--- Work instructions ---
Count the lines in the data below that contain the string "child", and reply with only that number.

____

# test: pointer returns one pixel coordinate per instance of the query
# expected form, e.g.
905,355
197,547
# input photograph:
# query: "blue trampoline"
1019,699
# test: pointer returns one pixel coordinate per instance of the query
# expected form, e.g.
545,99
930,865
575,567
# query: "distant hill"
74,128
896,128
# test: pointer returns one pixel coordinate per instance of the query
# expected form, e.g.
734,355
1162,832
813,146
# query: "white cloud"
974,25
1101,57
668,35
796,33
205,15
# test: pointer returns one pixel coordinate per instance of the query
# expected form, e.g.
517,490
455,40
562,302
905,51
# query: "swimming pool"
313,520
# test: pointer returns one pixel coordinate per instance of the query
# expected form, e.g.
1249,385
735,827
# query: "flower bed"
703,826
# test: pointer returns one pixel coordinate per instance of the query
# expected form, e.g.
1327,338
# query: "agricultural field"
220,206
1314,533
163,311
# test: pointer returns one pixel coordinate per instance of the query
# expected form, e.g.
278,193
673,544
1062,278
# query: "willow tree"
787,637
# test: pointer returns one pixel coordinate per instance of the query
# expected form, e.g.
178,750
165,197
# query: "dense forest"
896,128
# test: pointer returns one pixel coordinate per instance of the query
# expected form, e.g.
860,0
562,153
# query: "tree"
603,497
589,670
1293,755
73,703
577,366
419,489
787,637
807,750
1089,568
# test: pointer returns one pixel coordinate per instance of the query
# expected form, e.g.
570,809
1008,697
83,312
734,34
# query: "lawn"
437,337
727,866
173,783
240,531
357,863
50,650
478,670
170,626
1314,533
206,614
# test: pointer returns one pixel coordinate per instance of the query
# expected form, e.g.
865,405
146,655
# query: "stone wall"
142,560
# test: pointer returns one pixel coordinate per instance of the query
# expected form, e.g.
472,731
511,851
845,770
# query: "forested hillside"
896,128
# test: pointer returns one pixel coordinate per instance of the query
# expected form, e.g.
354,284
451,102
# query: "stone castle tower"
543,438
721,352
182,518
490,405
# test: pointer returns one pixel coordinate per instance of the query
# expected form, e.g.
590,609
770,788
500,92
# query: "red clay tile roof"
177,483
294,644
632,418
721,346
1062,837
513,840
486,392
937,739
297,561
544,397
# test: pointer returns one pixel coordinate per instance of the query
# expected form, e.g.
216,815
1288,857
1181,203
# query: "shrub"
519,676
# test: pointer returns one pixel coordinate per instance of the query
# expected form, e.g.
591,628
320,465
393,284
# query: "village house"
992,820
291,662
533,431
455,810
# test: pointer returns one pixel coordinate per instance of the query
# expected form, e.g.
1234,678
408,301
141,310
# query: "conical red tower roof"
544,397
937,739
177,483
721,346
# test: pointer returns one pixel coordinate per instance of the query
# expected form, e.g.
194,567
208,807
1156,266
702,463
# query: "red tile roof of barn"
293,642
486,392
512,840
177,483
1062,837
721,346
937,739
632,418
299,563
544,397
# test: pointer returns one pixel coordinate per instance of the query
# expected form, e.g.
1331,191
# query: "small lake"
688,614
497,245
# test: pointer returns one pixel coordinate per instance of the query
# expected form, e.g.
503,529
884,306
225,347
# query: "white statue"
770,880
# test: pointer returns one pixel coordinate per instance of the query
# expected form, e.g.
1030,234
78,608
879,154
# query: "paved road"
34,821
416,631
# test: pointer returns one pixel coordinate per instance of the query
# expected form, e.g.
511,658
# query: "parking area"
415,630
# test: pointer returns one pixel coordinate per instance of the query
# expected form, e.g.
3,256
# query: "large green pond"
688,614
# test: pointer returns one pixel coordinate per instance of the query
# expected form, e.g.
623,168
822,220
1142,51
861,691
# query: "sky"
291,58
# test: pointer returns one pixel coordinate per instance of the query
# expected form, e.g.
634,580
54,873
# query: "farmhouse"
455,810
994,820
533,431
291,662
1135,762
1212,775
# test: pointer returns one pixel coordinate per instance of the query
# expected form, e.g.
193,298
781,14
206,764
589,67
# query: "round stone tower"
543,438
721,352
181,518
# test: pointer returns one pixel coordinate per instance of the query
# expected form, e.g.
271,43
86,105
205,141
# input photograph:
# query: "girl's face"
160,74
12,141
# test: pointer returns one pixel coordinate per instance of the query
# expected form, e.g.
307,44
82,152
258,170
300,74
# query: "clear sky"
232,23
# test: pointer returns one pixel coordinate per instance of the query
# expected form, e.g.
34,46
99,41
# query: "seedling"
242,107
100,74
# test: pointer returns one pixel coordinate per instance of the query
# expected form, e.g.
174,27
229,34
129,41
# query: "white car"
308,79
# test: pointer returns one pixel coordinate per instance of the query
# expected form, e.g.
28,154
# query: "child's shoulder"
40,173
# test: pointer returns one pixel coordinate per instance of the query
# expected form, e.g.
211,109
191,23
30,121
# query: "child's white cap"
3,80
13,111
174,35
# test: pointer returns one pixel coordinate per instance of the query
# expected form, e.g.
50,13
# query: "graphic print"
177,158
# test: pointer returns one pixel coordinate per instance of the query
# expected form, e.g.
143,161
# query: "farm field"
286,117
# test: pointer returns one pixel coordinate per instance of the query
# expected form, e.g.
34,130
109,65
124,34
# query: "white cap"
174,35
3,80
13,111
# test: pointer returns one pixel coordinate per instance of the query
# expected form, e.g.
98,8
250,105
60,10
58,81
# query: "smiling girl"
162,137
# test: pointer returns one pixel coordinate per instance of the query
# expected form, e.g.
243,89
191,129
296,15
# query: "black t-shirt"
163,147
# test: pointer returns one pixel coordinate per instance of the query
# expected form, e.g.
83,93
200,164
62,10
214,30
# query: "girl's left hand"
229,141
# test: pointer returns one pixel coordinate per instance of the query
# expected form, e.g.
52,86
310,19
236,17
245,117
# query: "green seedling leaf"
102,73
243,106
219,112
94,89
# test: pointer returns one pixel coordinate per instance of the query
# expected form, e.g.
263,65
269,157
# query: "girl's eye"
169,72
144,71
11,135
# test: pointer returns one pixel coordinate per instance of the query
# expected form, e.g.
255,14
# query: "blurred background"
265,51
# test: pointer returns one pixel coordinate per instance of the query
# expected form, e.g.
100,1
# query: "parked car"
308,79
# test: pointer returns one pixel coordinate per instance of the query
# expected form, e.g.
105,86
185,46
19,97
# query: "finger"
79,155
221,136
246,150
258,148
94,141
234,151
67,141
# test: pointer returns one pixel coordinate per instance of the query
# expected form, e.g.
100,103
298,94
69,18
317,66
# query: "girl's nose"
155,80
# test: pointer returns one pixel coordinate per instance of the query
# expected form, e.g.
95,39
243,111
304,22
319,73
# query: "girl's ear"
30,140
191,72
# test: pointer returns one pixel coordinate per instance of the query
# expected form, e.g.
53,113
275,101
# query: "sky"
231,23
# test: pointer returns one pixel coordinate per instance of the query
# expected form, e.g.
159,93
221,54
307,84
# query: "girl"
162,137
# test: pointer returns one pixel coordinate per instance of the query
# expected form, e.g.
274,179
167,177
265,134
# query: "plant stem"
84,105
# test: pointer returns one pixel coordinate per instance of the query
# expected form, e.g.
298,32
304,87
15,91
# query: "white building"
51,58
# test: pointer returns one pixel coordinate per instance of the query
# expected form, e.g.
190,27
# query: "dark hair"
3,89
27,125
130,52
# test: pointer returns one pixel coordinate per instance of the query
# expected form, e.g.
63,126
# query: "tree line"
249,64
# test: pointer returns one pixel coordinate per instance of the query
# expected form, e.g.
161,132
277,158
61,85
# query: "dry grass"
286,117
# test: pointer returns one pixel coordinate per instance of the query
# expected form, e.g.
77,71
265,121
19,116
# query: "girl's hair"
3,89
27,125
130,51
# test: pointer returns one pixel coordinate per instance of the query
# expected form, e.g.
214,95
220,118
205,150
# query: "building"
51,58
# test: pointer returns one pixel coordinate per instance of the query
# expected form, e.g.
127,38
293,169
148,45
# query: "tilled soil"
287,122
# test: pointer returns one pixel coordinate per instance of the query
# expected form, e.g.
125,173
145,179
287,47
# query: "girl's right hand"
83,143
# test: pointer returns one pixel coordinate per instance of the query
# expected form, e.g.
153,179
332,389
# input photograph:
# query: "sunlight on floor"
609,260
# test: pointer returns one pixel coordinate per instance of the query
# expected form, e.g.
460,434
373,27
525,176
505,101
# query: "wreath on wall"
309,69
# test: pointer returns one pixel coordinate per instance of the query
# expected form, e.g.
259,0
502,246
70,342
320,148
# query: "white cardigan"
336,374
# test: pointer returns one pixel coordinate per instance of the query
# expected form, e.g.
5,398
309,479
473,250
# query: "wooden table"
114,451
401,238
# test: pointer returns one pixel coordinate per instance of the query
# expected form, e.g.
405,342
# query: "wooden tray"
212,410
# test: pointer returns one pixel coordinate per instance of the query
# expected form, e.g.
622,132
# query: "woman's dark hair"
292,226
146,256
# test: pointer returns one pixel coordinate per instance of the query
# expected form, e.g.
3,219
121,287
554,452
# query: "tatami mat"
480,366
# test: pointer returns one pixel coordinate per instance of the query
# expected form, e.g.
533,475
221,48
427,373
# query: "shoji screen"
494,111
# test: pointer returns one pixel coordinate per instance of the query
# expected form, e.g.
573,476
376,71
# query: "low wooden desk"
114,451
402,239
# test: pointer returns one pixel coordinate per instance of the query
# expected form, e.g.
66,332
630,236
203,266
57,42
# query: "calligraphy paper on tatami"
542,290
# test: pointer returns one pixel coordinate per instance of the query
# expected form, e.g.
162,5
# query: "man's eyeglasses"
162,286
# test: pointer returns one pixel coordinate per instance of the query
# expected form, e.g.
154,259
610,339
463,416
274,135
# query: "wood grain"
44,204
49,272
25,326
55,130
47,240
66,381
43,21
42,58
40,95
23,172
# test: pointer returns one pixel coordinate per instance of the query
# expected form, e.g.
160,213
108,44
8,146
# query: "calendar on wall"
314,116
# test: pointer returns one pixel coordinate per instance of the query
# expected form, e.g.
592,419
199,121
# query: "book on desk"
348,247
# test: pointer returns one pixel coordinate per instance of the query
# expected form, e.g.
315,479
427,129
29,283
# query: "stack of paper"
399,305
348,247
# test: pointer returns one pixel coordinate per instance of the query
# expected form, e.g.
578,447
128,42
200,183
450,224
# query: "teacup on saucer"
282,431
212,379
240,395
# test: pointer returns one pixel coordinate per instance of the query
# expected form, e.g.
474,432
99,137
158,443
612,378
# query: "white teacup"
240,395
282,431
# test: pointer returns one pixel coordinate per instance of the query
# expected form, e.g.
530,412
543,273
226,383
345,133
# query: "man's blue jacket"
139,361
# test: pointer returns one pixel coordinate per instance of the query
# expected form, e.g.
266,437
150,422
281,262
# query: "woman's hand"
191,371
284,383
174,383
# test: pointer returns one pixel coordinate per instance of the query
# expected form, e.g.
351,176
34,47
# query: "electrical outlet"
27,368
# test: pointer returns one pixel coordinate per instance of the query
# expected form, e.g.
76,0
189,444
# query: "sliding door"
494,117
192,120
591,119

____

--- Answer ---
2